* **Problem statement**: How many lines in the rows below contain the string "cerata"? Case counts, so match capitals and lowercase exactly, and reply with only the number.

* **Given records**:
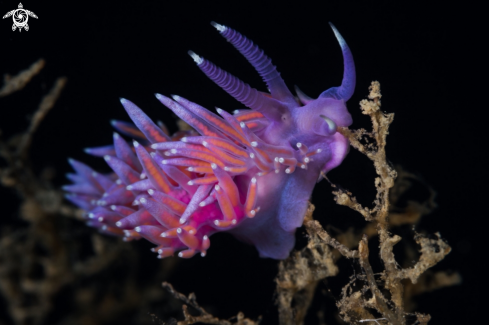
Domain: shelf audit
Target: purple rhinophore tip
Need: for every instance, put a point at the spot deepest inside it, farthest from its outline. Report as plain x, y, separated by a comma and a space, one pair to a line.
259, 61
241, 91
345, 91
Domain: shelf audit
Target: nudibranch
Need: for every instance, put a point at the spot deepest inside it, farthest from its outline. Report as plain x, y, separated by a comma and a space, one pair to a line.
249, 173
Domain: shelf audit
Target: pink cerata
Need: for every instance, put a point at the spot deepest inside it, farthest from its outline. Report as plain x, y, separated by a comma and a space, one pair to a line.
249, 173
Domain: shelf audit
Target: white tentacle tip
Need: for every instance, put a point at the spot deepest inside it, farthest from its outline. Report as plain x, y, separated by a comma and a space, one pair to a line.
219, 27
197, 59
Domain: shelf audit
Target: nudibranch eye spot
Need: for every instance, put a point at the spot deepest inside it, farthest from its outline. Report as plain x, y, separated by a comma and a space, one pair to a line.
249, 173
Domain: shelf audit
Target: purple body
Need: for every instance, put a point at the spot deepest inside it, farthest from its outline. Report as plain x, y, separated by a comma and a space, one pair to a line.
250, 173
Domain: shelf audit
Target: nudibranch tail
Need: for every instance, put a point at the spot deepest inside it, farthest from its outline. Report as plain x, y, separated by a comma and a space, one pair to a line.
249, 173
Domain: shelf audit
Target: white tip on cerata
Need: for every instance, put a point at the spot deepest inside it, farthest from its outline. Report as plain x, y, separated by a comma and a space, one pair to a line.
219, 27
196, 58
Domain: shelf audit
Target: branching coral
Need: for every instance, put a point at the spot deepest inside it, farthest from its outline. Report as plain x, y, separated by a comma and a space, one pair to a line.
384, 296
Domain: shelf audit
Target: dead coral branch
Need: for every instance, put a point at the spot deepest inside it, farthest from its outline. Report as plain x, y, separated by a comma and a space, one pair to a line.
204, 316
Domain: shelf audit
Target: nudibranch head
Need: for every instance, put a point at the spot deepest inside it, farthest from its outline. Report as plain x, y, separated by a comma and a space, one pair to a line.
250, 173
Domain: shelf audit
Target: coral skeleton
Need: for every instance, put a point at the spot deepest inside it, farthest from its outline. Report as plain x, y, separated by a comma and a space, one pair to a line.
250, 174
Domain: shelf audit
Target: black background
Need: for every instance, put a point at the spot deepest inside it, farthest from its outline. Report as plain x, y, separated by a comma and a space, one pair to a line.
426, 57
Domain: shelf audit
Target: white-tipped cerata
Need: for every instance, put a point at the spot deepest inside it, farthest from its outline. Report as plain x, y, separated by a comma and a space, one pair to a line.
219, 27
196, 58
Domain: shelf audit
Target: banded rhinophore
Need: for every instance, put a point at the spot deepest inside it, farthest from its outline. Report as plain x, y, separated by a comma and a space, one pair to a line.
250, 173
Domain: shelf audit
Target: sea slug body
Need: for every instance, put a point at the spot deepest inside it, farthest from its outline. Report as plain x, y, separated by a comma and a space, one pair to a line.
250, 173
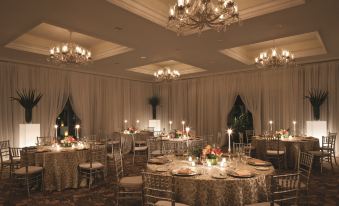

* **Worked solution**: 3